**EXERCISE MATERIAL:**
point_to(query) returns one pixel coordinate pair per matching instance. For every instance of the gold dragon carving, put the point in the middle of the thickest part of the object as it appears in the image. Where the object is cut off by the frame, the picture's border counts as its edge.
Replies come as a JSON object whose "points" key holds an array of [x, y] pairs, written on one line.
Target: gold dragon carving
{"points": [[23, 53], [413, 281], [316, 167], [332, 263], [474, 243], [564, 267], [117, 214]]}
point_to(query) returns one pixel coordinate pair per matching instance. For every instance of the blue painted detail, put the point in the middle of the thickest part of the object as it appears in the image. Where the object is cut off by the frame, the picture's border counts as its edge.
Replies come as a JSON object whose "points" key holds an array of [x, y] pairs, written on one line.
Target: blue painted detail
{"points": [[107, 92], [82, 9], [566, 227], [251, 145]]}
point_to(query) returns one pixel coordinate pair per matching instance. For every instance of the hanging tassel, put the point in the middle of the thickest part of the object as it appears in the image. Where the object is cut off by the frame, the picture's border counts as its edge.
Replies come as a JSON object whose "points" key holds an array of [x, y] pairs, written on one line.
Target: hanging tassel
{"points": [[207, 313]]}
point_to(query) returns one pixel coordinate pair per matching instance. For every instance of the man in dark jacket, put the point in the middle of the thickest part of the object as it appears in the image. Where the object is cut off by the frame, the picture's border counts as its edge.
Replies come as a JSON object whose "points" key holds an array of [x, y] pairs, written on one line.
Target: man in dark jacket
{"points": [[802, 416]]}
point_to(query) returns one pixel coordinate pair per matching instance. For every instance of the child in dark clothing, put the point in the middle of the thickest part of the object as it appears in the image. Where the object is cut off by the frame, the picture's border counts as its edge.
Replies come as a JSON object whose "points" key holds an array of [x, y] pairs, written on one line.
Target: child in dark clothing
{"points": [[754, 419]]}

**TASK INSTRUCTIONS:** Copy the lines above word for word, all of them and in the same order.

**RESPONSE:**
point_to(query) returns one pixel coordinate pair per matching instance. For every instance of the gold dragon carving, put the point in the middle of the thickest part of the object as it appears in the image. Where the object is cut off by the frame, the picture's border counts as its edge.
Replies come as a JSON object whose "points" key holds an array of [x, y] pairs, written on one line.
Target: gold dragon carving
{"points": [[23, 53], [413, 281], [316, 167], [332, 263], [474, 243], [564, 267], [117, 214]]}
point_to(query) returns one pixel coordinate pair per matching instance. For every instance of the blue painted detail, put the point in the middle of the thickest part of the object as it appears in the image. Where the object is cut off by the frame, the picture's border counts as its edge.
Replies come as a JSON object whose "points" key holds an array of [x, y] pairs, written on one line.
Target: blue painted detail
{"points": [[107, 92], [82, 9], [566, 227], [251, 145]]}
point_to(query) returns one pixel coordinate pair per matching instance. For every instance of the hanging tassel, put the point in the middle of the thickest part of the object as it appears in the image. Where the object is cut off by the frame, the picture's border counts as its edge.
Replies come as a JSON object whose "points" key holds an array of [x, y] pairs, written on one line.
Target: hanging tassel
{"points": [[207, 313]]}
point_to(query) returns one pixel coordinate pair per matching instance. For every instance of the man in dark jacket, put the point in the middle of the thickest part of the object as it appears in the image. Where the object is cut off by the frame, the picture's border counts as its edge.
Replies come as a JSON object whose "points" key holds an array of [x, y] pairs, written on one line.
Target: man in dark jacket
{"points": [[802, 416]]}
point_to(query) returns one pixel coordinate pair per matching instance. For every instance of the child in dark clothing, put the point in the middle of the thickest part of the object as it appears in the image. Where the object is cut off by the frame, the picture's border counts as its edge.
Replies come as a JSON object whose "points" key holds an array of [x, y] pairs, written on one line.
Target: child in dark clothing
{"points": [[754, 419]]}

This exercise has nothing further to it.